◆ DOCUMENT EXTRACT
* Begin *

Going on a vac 1st wk in Aug to Denver, will hit Breck, Copper, Keystone, Royal Gorge, Rocky Mtn. Nat’l Park..

Also, possibly Pike’s Peak area. Does anyone have any tips or recommendations on low cost or free activities in any of these areas. Kind of an adventure group, we like fishing, hiking, kayaking, almost anything outdoors, but willing to consider museums or cultural places. Thanks!

6 thoughts on “Going on a vac 1st wk in Aug to Denver, will hit Breck, Copper, Keystone, Royal Gorge, Rocky Mtn. Nat’l Park..

  1. coondog Post author

    White water raft under the gorge its great fun. Also when in
    Denver there is a six flags worth checking out. Denver also has an aquarium, not fantastic but OK. Nothing is going to be low cost or free while you are in the mountains. Keystone will probably have some kind of entertainment while you are there (concert, or other event.) Denver museum of Art is worth checking out.

  2. mysti Post author

    I was in Denver in April for 2 weeks for a wedding, so we were also looking for low-cost things to do. That was kind of hard to do except for the sight-seeing which was fabulous. I would recommend driving out to Rocky Mountain Nat’l Forest. It cost $20 per car for a 2-day pass, but we just paid it to drive through. It was very well worth it. There was snow at that time and we went through Estes Park, a very quaint wonderful little town, to get to the entrance of the park. Be sure and take Trail Ridge Rd (I think that’s the name). It is the highest elevated highway in the US and gorgeous scenery. The Royal Gorge is really something to see. It’s near Colorado Springs. There’s a train that goes down into it, but is rather pricey. And just walking around downtown Denver was very enjoyable. It’s very historical with lots to do and see.

  3. SUE Post author

    Ya planning on spending any time in DENVER? let’s see, assuming you arrive on schedule, and actually get 7 days, one each for Breck, Copper, Keystone, That’s three, Rocky should be about two…cause it’s a two hour drive (optimally) to get up there, then spend a day, you might want two…and Royal Gorge is a few hours to the south. If you want to actually spend a full day, you might want to give that an extra day, too. It’s a pretty packed week!

    Starting at Royal Gorge, you want to cross the bridge. There are some rafting companies that run through there…I don’t think it’s cheap, but it sure is fun! There’s a funicular, and stuff. You can feed the deer in the parking lot at the bridge.

    Colorado Springs/Pike’s Peak merits almost a week by itself.

    Rocky Mtn. Park, you pay by the car to get in, and can go hiking in a number of places. My favorite was the Lily Pad Lake hike. If you are so adventurous you want to scale Long’s Peak, you need to start REALLY early in the morning. It’s always adviseable to be DOWN by 10 am. There have been a few lightning strikes on the LOWER paths this year. (down LOWER than Long’s Peak.) Biking is good. I THINK you can go biking in the Park, but I’m not sure on that one. You might have to stay on the roads to do so.

* End *

◆ PROBLEM REQUIREMENTS
Please summarize the Denver trip thread in two sentences. The items after the Denver trip thread are separate material with no connection to it.

◆ ITEMS
* Begin *

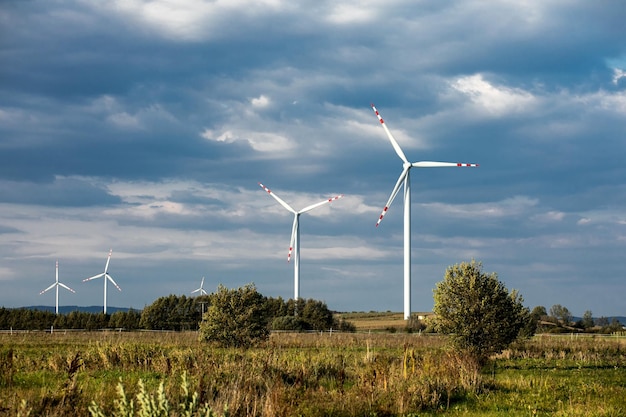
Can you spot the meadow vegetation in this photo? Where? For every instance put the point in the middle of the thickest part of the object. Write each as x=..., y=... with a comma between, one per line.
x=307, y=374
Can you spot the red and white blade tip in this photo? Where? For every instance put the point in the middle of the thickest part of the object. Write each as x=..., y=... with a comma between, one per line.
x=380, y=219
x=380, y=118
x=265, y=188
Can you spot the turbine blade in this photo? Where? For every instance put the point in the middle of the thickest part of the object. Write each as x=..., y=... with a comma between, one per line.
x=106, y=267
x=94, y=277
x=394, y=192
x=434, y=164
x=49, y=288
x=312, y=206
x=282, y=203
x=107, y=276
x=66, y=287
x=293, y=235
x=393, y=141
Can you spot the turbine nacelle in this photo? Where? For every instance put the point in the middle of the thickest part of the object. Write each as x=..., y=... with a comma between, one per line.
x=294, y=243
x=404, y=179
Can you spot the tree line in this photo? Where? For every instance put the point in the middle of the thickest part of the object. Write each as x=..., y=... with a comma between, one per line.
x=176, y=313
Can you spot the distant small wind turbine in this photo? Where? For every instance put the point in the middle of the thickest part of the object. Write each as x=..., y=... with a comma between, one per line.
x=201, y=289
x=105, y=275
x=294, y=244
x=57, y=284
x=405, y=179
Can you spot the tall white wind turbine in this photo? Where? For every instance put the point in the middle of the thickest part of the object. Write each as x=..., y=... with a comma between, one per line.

* End *

◆ REPLY TO THE EXERCISE
A poster planning a trip to Denver that also takes in Breck, Copper, Keystone, Royal Gorge, and Rocky Mountain National Park asks for low-cost or free activities, preferably outdoors. Replies recommend rafting at the Royal Gorge, driving Trail Ridge Road, hiking in Rocky Mountain National Park, and exploring Denver, but warn that little in the mountains is cheap and that the week is tightly packed.